EXERCISE GOAL
Rewrite the records starting at the line containing "Locate every instance of the player's hand" and ending at the end of the records, substituting "hardwood floor" for "wooden floor" and leaving everything else the same.

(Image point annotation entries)

/---

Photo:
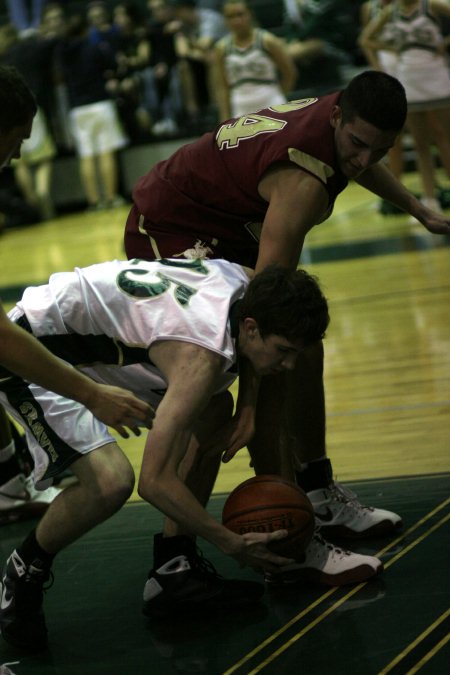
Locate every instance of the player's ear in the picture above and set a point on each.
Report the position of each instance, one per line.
(335, 116)
(250, 327)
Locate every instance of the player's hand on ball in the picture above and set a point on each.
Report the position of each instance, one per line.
(257, 555)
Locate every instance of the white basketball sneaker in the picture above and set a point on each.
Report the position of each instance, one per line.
(340, 514)
(328, 565)
(20, 500)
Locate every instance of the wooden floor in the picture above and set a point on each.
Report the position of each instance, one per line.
(387, 350)
(388, 398)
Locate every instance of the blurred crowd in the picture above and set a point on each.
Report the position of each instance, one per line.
(108, 75)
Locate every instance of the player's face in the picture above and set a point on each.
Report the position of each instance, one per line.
(11, 141)
(269, 355)
(359, 145)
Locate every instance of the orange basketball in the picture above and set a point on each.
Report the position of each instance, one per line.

\---

ANSWER TO THE EXERCISE
Locate every instance of the player's hand on ball in the picture above and set a point on each.
Report the position of each instance, one per line.
(257, 555)
Locate every instance of the white basketball sneaker in the picture above and set a point on each.
Report the position of each instance, one per line.
(340, 514)
(328, 565)
(20, 500)
Locate every instance of the hardwood floor in the picture above and set a point on each.
Report the position of each instance, one per line.
(387, 350)
(388, 398)
Locate every instance of the blurred crowd in the picture above and set a point on each.
Report the position of each instance, one per line.
(108, 75)
Locate every instance of the player's face in the picture above and set a point on each.
Report the position of each instance, one per line.
(11, 141)
(269, 355)
(359, 145)
Locate every instance of the orange basketball in the picture above and set a point on each.
Report the position of each instance, one per line.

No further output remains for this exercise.